::: Source extract
The greatest challenge presented by coronavirus is its end game. Experts tell us that COVID-19 will be with us for the foreseeable future. There are no silver bullets that will make it go away. Instead, we have to worry about second and third waves. We wonder whether we are emotionally equipped to handle what appears to be a permanent crisis.
Germany has decided on its solution: Declare victory and “Leben mit Corona” or “Live with Corona.”
Let’s pay attention to the German case. It may be our own future.
After contentious negotiations between Chancellor Angela Merkel and the 16 States (Bundeslaender), Germany has agreed on a plan to “return to normal” in the age of coronavirus. The plan is based on the principles of decentralization and federalism. It is a clear rejection of the one-size-fits-all favored by the Berlin establishment. The German plan avoids the pitfalls of a nationwide stop-and-go of restrictive measures as cases grow and wane. Each district bears responsibility for its local COVID-19 program subject to an upper limit on new cases per week.
Here are some details:
From hence forth, the virus is the responsibility of the 19 states and almost 300 districts (Landeskreis). Each can proceed with their own return-to-normal programs as long as they do not exceed an increase of 50 per 100,000 new cases in the course of the week. (At the time of the agreement, only two districts failed to meet this criterion). If a locality exceeds the limit, it may order a local lockdown, which is accompanied by contact tracing.
The state and district programs are to be executed by the 400 or so local public-health departments (Gesundheitsamt) spread over Germany.
Germany has decided not to engage in high-tech tracing via Smartphones or other means. Instead, each public-health department will hire “Corona scouts” to trace the contacts of newly confirmed cases. If a district exceeds the limit, quarantine measures will be reinstated but only for that district or even part of that district.
::::::
Problem details.
Pick up the article on Germany's plan for living with coronavirus after its last sentence and carry it forward. The lines that come next play no part in this work.
::: Material provided
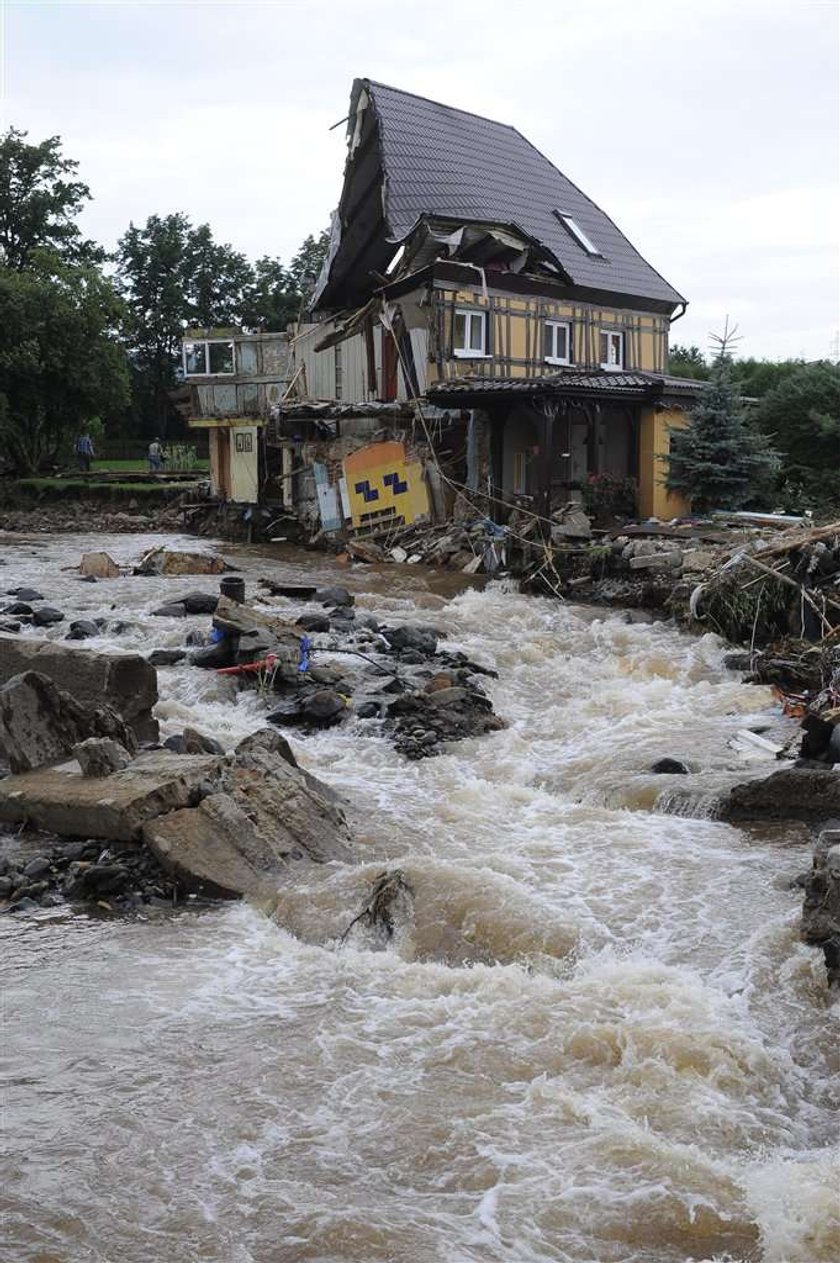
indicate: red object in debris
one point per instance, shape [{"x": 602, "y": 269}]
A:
[{"x": 248, "y": 667}]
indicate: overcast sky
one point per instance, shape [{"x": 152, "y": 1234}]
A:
[{"x": 706, "y": 129}]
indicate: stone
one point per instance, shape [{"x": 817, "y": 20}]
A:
[
  {"x": 792, "y": 793},
  {"x": 313, "y": 623},
  {"x": 241, "y": 840},
  {"x": 82, "y": 629},
  {"x": 192, "y": 742},
  {"x": 61, "y": 800},
  {"x": 41, "y": 724},
  {"x": 420, "y": 639},
  {"x": 200, "y": 603},
  {"x": 324, "y": 709},
  {"x": 670, "y": 767},
  {"x": 265, "y": 740},
  {"x": 169, "y": 561},
  {"x": 167, "y": 657},
  {"x": 125, "y": 682},
  {"x": 47, "y": 616},
  {"x": 101, "y": 755},
  {"x": 97, "y": 565},
  {"x": 173, "y": 610},
  {"x": 25, "y": 594},
  {"x": 334, "y": 596}
]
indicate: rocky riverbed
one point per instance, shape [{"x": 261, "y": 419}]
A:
[{"x": 575, "y": 1021}]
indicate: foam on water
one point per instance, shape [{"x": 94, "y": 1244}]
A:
[{"x": 596, "y": 1037}]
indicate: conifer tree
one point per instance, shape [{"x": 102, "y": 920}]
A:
[{"x": 719, "y": 461}]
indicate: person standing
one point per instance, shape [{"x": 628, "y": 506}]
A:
[{"x": 85, "y": 452}]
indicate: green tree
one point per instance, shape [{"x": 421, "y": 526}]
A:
[
  {"x": 687, "y": 361},
  {"x": 173, "y": 277},
  {"x": 273, "y": 301},
  {"x": 60, "y": 358},
  {"x": 39, "y": 202},
  {"x": 307, "y": 263},
  {"x": 802, "y": 418},
  {"x": 719, "y": 461}
]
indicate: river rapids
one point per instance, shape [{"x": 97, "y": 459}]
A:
[{"x": 600, "y": 1041}]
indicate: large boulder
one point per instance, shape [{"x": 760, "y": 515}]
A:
[
  {"x": 168, "y": 561},
  {"x": 62, "y": 800},
  {"x": 267, "y": 816},
  {"x": 41, "y": 724},
  {"x": 792, "y": 793},
  {"x": 125, "y": 682}
]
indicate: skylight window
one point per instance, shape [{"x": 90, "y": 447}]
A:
[{"x": 575, "y": 230}]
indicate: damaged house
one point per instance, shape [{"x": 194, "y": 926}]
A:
[{"x": 468, "y": 274}]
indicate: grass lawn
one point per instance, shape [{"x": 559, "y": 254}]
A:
[{"x": 142, "y": 466}]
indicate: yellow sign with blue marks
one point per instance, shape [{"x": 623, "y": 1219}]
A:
[{"x": 383, "y": 486}]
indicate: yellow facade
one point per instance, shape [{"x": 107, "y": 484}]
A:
[
  {"x": 654, "y": 443},
  {"x": 516, "y": 329}
]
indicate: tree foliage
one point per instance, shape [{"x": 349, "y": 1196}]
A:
[
  {"x": 719, "y": 461},
  {"x": 60, "y": 359},
  {"x": 39, "y": 201}
]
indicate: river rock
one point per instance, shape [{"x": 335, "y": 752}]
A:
[
  {"x": 82, "y": 629},
  {"x": 47, "y": 616},
  {"x": 61, "y": 800},
  {"x": 792, "y": 793},
  {"x": 670, "y": 767},
  {"x": 167, "y": 657},
  {"x": 243, "y": 840},
  {"x": 41, "y": 724},
  {"x": 169, "y": 561},
  {"x": 101, "y": 755},
  {"x": 125, "y": 682},
  {"x": 334, "y": 596},
  {"x": 97, "y": 565},
  {"x": 25, "y": 594},
  {"x": 192, "y": 742}
]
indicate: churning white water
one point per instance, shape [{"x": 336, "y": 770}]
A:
[{"x": 600, "y": 1041}]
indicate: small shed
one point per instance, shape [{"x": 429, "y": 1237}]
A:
[{"x": 234, "y": 456}]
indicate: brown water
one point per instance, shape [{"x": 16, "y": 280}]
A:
[{"x": 600, "y": 1041}]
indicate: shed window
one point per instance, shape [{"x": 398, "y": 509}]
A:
[
  {"x": 207, "y": 359},
  {"x": 470, "y": 332},
  {"x": 612, "y": 350},
  {"x": 558, "y": 342}
]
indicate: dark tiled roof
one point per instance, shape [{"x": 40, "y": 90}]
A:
[
  {"x": 638, "y": 384},
  {"x": 449, "y": 163}
]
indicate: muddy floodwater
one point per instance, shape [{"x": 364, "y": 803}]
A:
[{"x": 601, "y": 1041}]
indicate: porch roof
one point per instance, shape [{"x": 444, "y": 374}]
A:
[{"x": 651, "y": 387}]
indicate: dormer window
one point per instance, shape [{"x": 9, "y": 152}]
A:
[
  {"x": 576, "y": 231},
  {"x": 558, "y": 342},
  {"x": 470, "y": 334},
  {"x": 612, "y": 350}
]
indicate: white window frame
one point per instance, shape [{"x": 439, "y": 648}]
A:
[
  {"x": 207, "y": 342},
  {"x": 468, "y": 353},
  {"x": 609, "y": 334},
  {"x": 553, "y": 325},
  {"x": 576, "y": 231}
]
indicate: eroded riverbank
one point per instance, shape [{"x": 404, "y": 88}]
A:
[{"x": 601, "y": 1038}]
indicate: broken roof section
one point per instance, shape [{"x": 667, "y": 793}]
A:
[{"x": 418, "y": 164}]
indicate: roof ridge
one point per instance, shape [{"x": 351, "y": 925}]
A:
[{"x": 452, "y": 109}]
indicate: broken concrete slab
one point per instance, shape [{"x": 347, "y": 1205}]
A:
[
  {"x": 125, "y": 682},
  {"x": 62, "y": 801},
  {"x": 41, "y": 724},
  {"x": 241, "y": 840},
  {"x": 99, "y": 565}
]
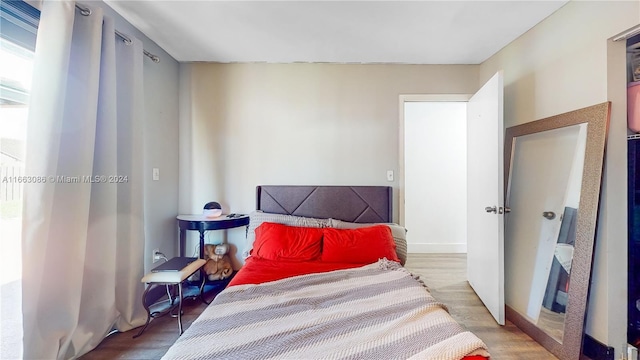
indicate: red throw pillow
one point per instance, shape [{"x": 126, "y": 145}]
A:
[
  {"x": 282, "y": 242},
  {"x": 363, "y": 245}
]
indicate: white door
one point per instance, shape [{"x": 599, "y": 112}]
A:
[{"x": 485, "y": 196}]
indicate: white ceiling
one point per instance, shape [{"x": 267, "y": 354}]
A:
[{"x": 408, "y": 32}]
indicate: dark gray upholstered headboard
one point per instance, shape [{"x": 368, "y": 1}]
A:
[{"x": 360, "y": 204}]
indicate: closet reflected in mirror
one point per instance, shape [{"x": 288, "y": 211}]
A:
[
  {"x": 546, "y": 179},
  {"x": 553, "y": 173}
]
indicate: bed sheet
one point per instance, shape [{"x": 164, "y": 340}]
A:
[
  {"x": 378, "y": 310},
  {"x": 258, "y": 271}
]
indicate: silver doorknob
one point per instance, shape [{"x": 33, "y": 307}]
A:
[{"x": 492, "y": 209}]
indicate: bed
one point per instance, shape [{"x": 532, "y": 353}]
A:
[{"x": 324, "y": 278}]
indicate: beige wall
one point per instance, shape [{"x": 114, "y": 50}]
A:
[
  {"x": 566, "y": 63},
  {"x": 319, "y": 124}
]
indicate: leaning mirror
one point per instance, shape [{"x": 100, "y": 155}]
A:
[{"x": 553, "y": 170}]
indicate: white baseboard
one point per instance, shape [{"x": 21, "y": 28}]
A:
[{"x": 432, "y": 248}]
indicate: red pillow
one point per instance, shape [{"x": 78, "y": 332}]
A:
[
  {"x": 282, "y": 242},
  {"x": 363, "y": 245}
]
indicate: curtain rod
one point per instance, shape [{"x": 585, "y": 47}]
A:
[{"x": 86, "y": 12}]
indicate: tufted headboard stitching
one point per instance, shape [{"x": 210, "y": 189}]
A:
[{"x": 360, "y": 204}]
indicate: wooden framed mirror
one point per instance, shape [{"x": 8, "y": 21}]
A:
[{"x": 553, "y": 172}]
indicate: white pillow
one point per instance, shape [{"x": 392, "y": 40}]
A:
[
  {"x": 256, "y": 218},
  {"x": 398, "y": 232}
]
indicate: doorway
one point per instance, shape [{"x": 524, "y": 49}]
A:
[{"x": 434, "y": 151}]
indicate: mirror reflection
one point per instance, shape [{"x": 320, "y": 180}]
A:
[{"x": 543, "y": 194}]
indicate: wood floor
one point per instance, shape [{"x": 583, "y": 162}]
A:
[{"x": 444, "y": 274}]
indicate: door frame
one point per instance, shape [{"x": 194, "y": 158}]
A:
[{"x": 415, "y": 98}]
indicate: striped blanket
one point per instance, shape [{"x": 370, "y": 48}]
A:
[{"x": 378, "y": 311}]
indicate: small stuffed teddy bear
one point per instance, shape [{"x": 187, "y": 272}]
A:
[{"x": 218, "y": 265}]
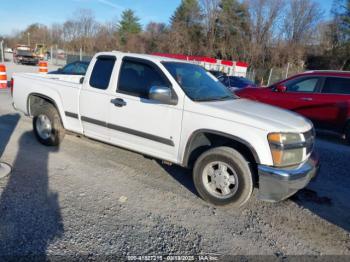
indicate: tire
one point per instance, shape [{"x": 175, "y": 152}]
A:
[
  {"x": 240, "y": 178},
  {"x": 54, "y": 135}
]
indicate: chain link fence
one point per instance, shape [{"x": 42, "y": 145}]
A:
[{"x": 268, "y": 76}]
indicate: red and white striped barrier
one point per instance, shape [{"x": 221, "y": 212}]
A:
[
  {"x": 3, "y": 77},
  {"x": 231, "y": 68},
  {"x": 43, "y": 67}
]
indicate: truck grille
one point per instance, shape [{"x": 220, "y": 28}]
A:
[{"x": 309, "y": 140}]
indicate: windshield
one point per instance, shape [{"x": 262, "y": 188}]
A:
[
  {"x": 24, "y": 53},
  {"x": 241, "y": 82},
  {"x": 197, "y": 83}
]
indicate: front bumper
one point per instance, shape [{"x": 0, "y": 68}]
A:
[{"x": 276, "y": 184}]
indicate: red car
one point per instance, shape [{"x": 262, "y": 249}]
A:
[{"x": 321, "y": 96}]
::::::
Reply.
German health officials reject the notion that their district offices will game the new rules in order to avoid reinstatement of measures. Fudging the numbers, they claim, is not the way Germans do things.
The Corona agreement has been accompanied by what appear to be orchestrated signals of a return to normality. The twice weekly briefings of the Robert Koch Institute, which has played the same role of President Trump’s task force, have been cancelled, After hectoring in favor of national standards, the Koch Institute is now on board with the decentralized program. As further signs of a return to normality, German state television has begun to run segments on summer vacations, and the Bundeliga season has been scheduled to resume on May 16 in “phantom games” with no audience.
The United States offers ideal conditions for a German-like Corona recovery program. We have 50 states, 3,007 counties, and some 3,000 local health departments. The statistics confirm that the disease varies by locality and state and speak against one-size-fits-all programs. What is lacking is the ability to muster public support and to build public confidence in any chosen program, at least not in an election year. How many lives will we one day classify as “death by politics?”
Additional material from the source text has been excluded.